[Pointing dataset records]
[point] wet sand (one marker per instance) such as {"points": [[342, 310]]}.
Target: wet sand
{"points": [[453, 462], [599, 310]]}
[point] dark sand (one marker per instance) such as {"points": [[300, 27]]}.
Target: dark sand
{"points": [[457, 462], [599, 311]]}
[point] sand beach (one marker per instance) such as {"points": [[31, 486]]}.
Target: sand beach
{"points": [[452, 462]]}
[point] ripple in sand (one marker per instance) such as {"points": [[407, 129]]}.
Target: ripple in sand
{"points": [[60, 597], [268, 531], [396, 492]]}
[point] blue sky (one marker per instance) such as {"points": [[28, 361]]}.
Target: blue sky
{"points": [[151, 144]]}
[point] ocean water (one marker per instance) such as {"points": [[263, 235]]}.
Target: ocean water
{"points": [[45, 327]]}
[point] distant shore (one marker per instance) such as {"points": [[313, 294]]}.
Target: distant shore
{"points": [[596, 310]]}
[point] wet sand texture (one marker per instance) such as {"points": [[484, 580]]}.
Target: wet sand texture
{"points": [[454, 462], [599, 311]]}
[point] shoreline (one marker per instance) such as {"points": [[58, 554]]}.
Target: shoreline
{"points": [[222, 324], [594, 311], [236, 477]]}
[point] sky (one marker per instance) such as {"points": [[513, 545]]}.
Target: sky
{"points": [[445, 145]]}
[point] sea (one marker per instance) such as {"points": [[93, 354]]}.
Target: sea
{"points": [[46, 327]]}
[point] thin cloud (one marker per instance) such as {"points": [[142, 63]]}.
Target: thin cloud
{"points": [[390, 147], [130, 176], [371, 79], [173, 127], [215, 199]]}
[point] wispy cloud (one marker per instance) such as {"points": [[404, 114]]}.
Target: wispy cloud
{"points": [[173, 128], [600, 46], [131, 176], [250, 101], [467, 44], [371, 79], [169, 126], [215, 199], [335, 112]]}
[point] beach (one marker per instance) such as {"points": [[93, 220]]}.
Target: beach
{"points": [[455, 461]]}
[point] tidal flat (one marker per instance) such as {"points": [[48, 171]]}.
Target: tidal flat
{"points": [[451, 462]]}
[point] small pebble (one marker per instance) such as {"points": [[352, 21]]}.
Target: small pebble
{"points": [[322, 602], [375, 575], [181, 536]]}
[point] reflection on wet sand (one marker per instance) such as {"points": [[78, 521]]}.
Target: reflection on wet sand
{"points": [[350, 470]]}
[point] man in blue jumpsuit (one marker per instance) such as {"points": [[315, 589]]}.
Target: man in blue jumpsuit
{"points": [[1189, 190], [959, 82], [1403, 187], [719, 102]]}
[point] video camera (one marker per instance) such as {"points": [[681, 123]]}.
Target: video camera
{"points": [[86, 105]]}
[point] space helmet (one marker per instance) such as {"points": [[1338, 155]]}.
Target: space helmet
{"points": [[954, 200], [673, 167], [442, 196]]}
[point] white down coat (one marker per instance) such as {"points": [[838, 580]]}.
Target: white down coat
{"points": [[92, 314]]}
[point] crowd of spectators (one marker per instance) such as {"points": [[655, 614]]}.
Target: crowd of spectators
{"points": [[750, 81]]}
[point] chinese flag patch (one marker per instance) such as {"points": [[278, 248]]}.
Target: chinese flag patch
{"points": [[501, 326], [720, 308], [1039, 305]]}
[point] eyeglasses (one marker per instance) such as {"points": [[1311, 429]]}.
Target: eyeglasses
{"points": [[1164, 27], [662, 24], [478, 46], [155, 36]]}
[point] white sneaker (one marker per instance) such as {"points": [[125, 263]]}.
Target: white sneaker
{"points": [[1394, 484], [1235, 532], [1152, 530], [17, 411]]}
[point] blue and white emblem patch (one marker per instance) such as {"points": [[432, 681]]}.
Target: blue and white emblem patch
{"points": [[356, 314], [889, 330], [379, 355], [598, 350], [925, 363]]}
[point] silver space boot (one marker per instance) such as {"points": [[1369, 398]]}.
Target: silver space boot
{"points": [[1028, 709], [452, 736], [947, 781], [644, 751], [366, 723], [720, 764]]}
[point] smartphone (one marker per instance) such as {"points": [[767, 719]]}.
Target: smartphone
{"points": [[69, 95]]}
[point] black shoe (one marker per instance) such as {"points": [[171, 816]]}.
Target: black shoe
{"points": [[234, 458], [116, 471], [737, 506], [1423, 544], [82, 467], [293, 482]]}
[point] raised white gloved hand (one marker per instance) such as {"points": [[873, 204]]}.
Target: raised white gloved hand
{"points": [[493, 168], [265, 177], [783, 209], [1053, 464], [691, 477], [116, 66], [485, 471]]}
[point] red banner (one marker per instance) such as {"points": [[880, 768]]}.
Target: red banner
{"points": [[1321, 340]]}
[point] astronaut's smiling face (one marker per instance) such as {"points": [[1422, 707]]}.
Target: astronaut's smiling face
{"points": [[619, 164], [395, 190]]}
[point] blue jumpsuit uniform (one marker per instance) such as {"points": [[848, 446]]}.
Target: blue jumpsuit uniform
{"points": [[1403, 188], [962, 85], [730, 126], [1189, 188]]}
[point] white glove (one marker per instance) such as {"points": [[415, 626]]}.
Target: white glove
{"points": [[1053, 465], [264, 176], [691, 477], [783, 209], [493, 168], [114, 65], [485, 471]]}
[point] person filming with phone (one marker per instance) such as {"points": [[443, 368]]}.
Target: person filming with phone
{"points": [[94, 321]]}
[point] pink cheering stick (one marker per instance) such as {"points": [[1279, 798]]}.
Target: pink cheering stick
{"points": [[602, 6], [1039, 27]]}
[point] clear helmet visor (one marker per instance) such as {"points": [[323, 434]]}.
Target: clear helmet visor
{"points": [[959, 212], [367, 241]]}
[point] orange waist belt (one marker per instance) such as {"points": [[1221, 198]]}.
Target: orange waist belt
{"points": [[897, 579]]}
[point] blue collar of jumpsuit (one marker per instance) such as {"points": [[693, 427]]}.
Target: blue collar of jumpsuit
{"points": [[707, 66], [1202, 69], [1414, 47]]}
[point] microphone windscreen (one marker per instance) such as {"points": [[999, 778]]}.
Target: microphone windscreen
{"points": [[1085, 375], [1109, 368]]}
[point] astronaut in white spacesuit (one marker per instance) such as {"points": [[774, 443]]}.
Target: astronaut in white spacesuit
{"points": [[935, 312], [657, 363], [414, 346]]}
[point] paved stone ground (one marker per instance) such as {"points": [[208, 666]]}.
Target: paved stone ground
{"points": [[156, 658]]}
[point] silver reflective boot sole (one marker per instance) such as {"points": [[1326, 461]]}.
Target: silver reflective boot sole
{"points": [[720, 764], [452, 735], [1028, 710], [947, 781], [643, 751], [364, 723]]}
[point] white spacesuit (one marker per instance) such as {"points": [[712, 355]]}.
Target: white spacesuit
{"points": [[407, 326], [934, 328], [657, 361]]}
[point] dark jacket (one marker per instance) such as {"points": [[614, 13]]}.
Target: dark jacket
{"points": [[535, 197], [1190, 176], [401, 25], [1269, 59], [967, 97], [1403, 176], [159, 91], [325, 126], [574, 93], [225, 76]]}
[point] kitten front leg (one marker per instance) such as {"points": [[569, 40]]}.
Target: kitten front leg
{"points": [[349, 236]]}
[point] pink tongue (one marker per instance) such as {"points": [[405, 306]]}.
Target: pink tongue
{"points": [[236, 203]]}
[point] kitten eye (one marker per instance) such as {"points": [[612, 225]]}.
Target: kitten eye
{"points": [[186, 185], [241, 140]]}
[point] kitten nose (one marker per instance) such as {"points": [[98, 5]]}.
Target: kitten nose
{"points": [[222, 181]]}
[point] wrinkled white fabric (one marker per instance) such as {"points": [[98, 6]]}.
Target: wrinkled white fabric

→ **To be done**: All of the data needs to be reproduced exactly, with no line missing.

→ **Complete answer**:
[point] wet sand (one marker per instance) such as {"points": [[342, 310]]}.
Target: wet sand
{"points": [[453, 462], [599, 310]]}
[point] dark sand (one marker per instance) such as {"points": [[300, 27]]}.
Target: dark sand
{"points": [[457, 462], [599, 311]]}
[point] sand beach (one marker per instance) such as {"points": [[31, 486]]}.
Target: sand beach
{"points": [[452, 462]]}
[point] ripple in sand (one marker per instance) such as {"points": [[407, 129]]}.
Target: ripple in sand
{"points": [[60, 597], [268, 531], [396, 492]]}
[point] blue sky (one marker per instance) such as {"points": [[28, 361]]}.
Target: blue sky
{"points": [[151, 144]]}
[point] ocean water (one marker per instance) such as {"points": [[263, 235]]}.
Target: ocean water
{"points": [[45, 327]]}
[point] distant shore (one marker per instance) such as {"points": [[313, 294]]}.
Target: distant shore
{"points": [[596, 310]]}
[point] wet sand texture (one marker per instance) such as {"points": [[484, 580]]}.
Target: wet sand texture
{"points": [[454, 462], [599, 311]]}
[point] shoreline (one marker per instance) such as {"points": [[58, 554]]}.
Target: shoreline
{"points": [[222, 324], [594, 311], [236, 477]]}
[point] sky (one marker per instance) such as {"points": [[513, 545]]}.
Target: sky
{"points": [[445, 145]]}
[point] sea (one marker per instance) such as {"points": [[93, 354]]}.
Target: sea
{"points": [[46, 327]]}
[point] thin cloud (one marker per instance) such as {"points": [[142, 63]]}.
Target: thin cloud
{"points": [[390, 147], [130, 176], [371, 79], [173, 127], [215, 199]]}
[point] wispy cloud (one marker per instance) such as {"points": [[404, 114]]}.
Target: wispy cloud
{"points": [[173, 128], [600, 46], [131, 176], [250, 101], [467, 44], [371, 79], [169, 126], [215, 199], [335, 112]]}
[point] beach (one marker per instance) such as {"points": [[93, 220]]}.
Target: beach
{"points": [[455, 461]]}
[point] tidal flat (one marker per instance) such as {"points": [[48, 171]]}.
Target: tidal flat
{"points": [[451, 462]]}
[point] small pebble (one marker per instance) such as {"points": [[352, 21]]}.
Target: small pebble
{"points": [[322, 602], [375, 575], [181, 536]]}
[point] reflection on wet sand (one marker per instance) such as {"points": [[78, 521]]}.
Target: reflection on wet sand
{"points": [[350, 470]]}
[point] man in blue jumpsuit (one marker per instance) such as {"points": [[315, 589]]}.
Target: man in blue jumpsuit
{"points": [[1189, 190], [959, 82], [1403, 187], [719, 102]]}
[point] video camera (one marker per instance) such as {"points": [[681, 123]]}.
Target: video camera
{"points": [[86, 105]]}
[point] space helmet (one marker per instance) such as {"points": [[1338, 155]]}.
Target: space helmet
{"points": [[954, 200], [673, 167], [442, 196]]}
[point] white down coat (one marker per instance) such as {"points": [[838, 580]]}.
Target: white down coat
{"points": [[92, 314]]}
[point] crowd of spectators (one marker per instance) such as {"points": [[655, 614]]}.
Target: crowd of spectators
{"points": [[750, 81]]}
[point] chinese flag patch (one marker per instance) such as {"points": [[278, 248]]}.
Target: chinese flag patch
{"points": [[501, 326], [720, 308], [1039, 305]]}
[point] eyeglasses (one marker per instance) such as {"points": [[1311, 429]]}.
Target: eyeglasses
{"points": [[1164, 27], [662, 24], [478, 46], [155, 36]]}
[point] white sneaker (one marker per instance) such as {"points": [[125, 263]]}.
Target: white sneaker
{"points": [[1394, 484], [1235, 532], [1152, 530], [17, 411]]}
[point] blue and white emblem patch (one marker per instance) such as {"points": [[432, 681]]}.
Target: blue and white emblem patch
{"points": [[356, 314], [889, 330], [379, 355], [598, 350], [925, 363]]}
[point] silver space boot (one marker per instance) such as {"points": [[1369, 398]]}.
Target: silver space boot
{"points": [[1028, 709], [452, 736], [947, 781], [644, 751], [366, 723], [720, 764]]}
[point] smartphone (one marker per instance) such as {"points": [[767, 719]]}.
Target: smartphone
{"points": [[69, 95]]}
[point] black shoe (one marker per instance) such as {"points": [[171, 816]]}.
Target: black shoe
{"points": [[234, 458], [116, 471], [737, 506], [1423, 544], [82, 467], [293, 482]]}
[point] raised white gloved hand (one marker per instance) such as {"points": [[873, 204]]}.
Target: raised white gloved hand
{"points": [[493, 168], [265, 177], [783, 209], [1053, 464], [691, 477], [116, 66], [485, 471]]}
[point] red banner (one marker per instance) such as {"points": [[880, 768]]}.
Target: red banner
{"points": [[1321, 340]]}
[point] astronaut's smiling face (one marker per instance) such as {"points": [[1422, 707]]}.
Target: astronaut's smiling face
{"points": [[619, 164], [395, 190]]}
[point] blue jumpsuit uniform (one marker per instance) such as {"points": [[848, 446]]}.
Target: blue jumpsuit uniform
{"points": [[1403, 188], [962, 85], [730, 126], [1189, 188]]}
[point] white glove (one marker per instance) such as {"points": [[415, 626]]}.
Target: white glove
{"points": [[1053, 465], [264, 176], [691, 477], [783, 209], [493, 168], [114, 65], [485, 471]]}
[point] person filming with phone (one marker per instance) such as {"points": [[443, 368]]}.
Target: person filming with phone
{"points": [[94, 321]]}
[point] pink cheering stick (one marker per instance) such as {"points": [[1279, 798]]}.
Target: pink cheering stick
{"points": [[602, 6], [1039, 27]]}
[point] clear helmet visor (one marker per instance) such as {"points": [[323, 434]]}.
Target: clear helmet visor
{"points": [[959, 212], [367, 241]]}
[point] orange waist belt (one marker per instance) such as {"points": [[1221, 198]]}.
Target: orange waist belt
{"points": [[897, 579]]}
[point] blue collar of jumpsuit (one marker per instance) such as {"points": [[693, 427]]}.
Target: blue collar of jumpsuit
{"points": [[707, 66], [1202, 69], [1414, 47]]}
[point] microphone windscreen (one marker per instance) such as {"points": [[999, 778]]}.
Target: microphone windscreen
{"points": [[1085, 375], [1109, 368]]}
[point] astronaut in white spacesuit (one marker per instance) such as {"points": [[774, 443]]}.
Target: astronaut in white spacesuit
{"points": [[935, 312], [657, 363], [414, 346]]}
[point] paved stone ground (one marker per instance) such as {"points": [[208, 666]]}.
Target: paved stone ground
{"points": [[156, 658]]}
[point] silver reflective boot sole (one marker per instance) such as {"points": [[1326, 461]]}.
Target: silver reflective boot sole
{"points": [[720, 764], [452, 735], [1028, 710], [947, 781], [643, 751], [364, 723]]}
[point] white spacesuit (one marker per instance) such as {"points": [[712, 355]]}.
Target: white spacesuit
{"points": [[407, 326], [934, 328], [657, 361]]}
[point] dark jacket (one marker per instance) such as {"points": [[614, 13]]}.
Target: dark jacket
{"points": [[535, 197], [1190, 176], [401, 25], [1269, 59], [967, 97], [1403, 176], [159, 91], [325, 126], [574, 93], [225, 76]]}
[point] kitten front leg (one marker per instance) such as {"points": [[569, 40]]}.
Target: kitten front leg
{"points": [[349, 236]]}
[point] pink tongue (one marker per instance) such as {"points": [[405, 306]]}.
Target: pink tongue
{"points": [[236, 203]]}
[point] kitten eye (one marker per instance) such as {"points": [[612, 225]]}.
Target: kitten eye
{"points": [[186, 185], [241, 140]]}
[point] kitten nose (one marker per instance) such as {"points": [[98, 5]]}.
Target: kitten nose
{"points": [[222, 181]]}
[point] wrinkled white fabric (one marker per instance) such as {"points": [[98, 6]]}.
Target: wrinkled white fabric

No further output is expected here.